Find each line in the entries below that contains the string "front" and copy those lines.
=======
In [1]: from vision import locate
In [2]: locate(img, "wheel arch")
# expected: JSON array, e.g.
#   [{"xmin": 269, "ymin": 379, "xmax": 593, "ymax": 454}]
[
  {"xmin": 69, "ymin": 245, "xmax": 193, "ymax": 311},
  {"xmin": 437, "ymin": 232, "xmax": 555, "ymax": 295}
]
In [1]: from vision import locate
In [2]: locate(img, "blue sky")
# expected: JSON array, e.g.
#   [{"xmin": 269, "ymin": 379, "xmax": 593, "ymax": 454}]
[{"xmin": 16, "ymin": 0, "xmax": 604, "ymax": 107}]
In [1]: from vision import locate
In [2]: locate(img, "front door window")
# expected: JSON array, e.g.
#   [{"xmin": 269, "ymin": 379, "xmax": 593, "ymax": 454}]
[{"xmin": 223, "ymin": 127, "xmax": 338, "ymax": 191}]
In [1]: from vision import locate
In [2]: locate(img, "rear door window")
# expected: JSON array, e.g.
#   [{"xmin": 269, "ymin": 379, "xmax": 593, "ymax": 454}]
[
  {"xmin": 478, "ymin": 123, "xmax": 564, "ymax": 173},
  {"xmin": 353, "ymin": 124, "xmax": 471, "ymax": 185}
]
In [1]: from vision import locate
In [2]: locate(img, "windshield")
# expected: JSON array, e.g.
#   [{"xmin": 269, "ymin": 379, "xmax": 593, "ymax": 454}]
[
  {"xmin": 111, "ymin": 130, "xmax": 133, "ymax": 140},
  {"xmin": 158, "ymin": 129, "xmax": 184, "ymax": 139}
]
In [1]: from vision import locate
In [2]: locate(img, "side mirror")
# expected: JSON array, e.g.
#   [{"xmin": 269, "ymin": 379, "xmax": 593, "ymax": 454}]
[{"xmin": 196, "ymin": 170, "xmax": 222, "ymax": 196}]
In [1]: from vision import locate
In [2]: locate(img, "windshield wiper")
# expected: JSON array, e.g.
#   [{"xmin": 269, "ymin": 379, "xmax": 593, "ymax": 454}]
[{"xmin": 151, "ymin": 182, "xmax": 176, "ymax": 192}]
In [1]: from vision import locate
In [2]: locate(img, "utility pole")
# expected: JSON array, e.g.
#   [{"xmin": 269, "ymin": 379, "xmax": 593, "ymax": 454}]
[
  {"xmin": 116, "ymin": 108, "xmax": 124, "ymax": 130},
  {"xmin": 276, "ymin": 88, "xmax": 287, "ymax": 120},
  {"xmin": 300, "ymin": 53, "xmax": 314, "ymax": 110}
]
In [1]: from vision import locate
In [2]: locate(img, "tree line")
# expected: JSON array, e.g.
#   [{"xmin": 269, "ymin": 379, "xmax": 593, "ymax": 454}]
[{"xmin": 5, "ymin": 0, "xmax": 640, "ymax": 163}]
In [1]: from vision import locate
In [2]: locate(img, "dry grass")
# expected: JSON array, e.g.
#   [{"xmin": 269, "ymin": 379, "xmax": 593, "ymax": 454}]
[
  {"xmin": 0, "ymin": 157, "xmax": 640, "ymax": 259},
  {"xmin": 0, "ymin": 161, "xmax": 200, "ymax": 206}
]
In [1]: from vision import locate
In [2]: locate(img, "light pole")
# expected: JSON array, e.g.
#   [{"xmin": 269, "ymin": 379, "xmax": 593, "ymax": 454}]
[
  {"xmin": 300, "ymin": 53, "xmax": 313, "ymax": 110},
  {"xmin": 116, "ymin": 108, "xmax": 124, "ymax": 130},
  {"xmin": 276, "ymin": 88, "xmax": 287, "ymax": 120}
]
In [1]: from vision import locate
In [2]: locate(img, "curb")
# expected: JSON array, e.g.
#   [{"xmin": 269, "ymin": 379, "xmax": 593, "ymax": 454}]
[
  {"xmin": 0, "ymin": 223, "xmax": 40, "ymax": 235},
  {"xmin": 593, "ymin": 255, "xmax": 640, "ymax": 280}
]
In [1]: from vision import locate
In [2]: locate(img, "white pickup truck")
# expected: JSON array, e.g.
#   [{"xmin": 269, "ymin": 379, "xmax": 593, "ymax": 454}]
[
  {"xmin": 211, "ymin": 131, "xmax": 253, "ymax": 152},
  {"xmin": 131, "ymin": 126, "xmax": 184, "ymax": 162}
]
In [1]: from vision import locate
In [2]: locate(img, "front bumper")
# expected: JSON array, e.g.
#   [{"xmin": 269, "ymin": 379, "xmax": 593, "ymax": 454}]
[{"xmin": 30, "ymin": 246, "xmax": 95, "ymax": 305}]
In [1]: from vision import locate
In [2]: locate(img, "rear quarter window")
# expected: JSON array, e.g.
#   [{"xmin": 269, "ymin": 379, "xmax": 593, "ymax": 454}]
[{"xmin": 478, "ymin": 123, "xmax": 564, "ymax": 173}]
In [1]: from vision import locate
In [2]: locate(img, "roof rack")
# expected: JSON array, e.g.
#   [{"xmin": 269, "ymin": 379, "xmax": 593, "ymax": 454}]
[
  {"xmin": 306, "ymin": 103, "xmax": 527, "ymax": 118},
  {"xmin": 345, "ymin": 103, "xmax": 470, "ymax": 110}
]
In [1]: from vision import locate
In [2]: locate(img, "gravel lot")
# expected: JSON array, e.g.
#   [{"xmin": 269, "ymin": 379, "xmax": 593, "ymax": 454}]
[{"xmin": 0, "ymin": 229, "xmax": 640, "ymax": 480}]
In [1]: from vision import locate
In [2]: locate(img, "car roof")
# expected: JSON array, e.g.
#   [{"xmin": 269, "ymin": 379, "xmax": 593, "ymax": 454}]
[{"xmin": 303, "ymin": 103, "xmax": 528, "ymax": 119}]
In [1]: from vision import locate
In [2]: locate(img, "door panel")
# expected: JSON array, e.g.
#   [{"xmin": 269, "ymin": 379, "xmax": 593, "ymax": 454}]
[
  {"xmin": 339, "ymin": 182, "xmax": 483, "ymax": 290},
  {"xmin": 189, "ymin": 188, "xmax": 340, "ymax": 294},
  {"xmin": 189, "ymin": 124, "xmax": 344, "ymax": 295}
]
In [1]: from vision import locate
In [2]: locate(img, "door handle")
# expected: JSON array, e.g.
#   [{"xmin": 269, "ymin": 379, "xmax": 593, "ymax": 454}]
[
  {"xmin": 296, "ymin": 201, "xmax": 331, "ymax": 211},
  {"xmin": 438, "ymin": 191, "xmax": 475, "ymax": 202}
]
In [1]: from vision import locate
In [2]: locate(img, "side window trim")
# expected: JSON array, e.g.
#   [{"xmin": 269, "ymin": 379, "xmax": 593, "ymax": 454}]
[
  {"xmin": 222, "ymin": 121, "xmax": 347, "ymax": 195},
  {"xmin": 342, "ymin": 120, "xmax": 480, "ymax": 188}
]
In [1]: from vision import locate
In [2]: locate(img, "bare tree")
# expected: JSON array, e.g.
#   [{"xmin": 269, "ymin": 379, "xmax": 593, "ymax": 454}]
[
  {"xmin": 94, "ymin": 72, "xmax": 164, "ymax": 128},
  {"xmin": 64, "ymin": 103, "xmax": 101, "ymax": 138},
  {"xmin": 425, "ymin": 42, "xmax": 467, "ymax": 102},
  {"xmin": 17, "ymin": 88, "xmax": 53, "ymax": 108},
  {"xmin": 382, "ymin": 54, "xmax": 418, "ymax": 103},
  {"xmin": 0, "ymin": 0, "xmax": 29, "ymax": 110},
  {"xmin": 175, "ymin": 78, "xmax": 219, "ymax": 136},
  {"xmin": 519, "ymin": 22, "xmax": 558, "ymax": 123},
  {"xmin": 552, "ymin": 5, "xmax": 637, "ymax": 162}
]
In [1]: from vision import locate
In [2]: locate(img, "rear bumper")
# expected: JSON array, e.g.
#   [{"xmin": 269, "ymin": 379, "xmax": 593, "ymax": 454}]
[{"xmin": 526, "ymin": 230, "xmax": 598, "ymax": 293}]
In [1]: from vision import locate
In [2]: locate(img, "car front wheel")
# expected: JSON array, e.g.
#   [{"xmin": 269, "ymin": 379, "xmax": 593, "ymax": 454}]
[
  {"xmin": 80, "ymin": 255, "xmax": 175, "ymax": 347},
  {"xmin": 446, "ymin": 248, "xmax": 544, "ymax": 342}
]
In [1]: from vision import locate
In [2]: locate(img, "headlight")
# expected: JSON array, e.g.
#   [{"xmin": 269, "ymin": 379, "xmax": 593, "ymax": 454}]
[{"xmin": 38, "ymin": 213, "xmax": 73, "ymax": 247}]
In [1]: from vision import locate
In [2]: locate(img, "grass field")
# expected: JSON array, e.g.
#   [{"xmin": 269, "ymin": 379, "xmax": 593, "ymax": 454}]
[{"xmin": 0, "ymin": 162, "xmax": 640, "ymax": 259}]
=======
§ THE REPLY
In [2]: locate(img, "front door window")
In [2]: locate(img, "front bumper")
In [2]: locate(img, "car front wheel")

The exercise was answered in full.